═════ Passage provided ═════

The intervenors were largely successful. Less than 30 days after the December 2019 orders, and in response to a massive public relations campaign criticizing the rulings (including a piece calling the decisions a “doomsday scenario”), the PSC partly granted the intervenors’ motions to reconsider and for rehearing.
In a revised order entered in the Dominion proceeding during January 2020, the PSC: (1) lowered the solar integration charge to 96 cents/MWh – more than a quarter of what Dominion originally sought; (2) required Dominion to file mitigation protocols, consistent with the Duke settlement agreement permitting waiver of the integration charge through storage; (3) increased the avoided capacity value to nearly 12% of the nameplate capacity of a solar plant; and (4) raised avoided energy cost rates for standard offers as follows:
- Peak Season Peak: 3.1 cents/kWh,
- Peak Season Off-Peak: 2.7 cents/kWh,
- Off-Peak Season Peak: 3.2 cents/kWh, and
- Off-Peak Season Off-Peak: 2.8 cents/kWh
Importantly, the PSC also granted rehearing on the issue of PPA term lengths in both the Dominion and Duke proceedings. This sends a signal that the PSC may approve the longer-term lengths that are so critical for solar financing, as permitted by the act, and consistent with those present in neighboring states’ competitive procurement programs.

═════ Listed records ═════

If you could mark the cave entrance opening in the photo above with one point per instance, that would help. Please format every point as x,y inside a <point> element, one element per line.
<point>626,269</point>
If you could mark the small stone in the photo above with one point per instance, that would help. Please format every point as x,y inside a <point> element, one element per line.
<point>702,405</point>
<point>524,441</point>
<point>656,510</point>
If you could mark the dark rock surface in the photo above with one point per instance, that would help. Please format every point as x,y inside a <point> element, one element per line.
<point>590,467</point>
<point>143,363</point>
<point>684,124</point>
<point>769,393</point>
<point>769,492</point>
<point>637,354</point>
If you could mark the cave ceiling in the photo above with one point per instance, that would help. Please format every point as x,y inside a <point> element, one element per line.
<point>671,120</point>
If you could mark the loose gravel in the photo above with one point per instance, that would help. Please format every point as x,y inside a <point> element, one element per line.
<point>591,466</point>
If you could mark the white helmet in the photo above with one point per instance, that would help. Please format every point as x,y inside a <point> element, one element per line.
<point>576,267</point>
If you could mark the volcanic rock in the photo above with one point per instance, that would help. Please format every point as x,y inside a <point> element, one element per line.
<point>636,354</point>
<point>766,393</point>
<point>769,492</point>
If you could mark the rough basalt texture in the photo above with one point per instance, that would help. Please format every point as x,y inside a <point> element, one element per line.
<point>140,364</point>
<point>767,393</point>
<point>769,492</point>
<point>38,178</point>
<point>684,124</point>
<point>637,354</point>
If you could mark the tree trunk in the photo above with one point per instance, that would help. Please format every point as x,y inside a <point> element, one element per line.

═════

▸ **Written task**
In the passage on the PSC's revised orders, to what amount did the January 2020 Dominion order lower the solar integration charge?

▸ **Answer to the task**
96 cents/MWh